> _Instructions for the task_
Starting from the first line below, copy the whole listing exactly.

> _Exercise input_
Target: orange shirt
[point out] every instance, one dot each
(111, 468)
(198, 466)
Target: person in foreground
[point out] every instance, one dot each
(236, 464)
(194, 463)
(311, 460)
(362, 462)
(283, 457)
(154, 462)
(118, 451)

> _Reply to the exercise_
Target: orange shirt
[point out] every instance, one dot each
(111, 468)
(198, 466)
Target: person in foreground
[point out] every instance, one dot each
(236, 464)
(194, 463)
(311, 460)
(362, 462)
(283, 457)
(154, 462)
(118, 451)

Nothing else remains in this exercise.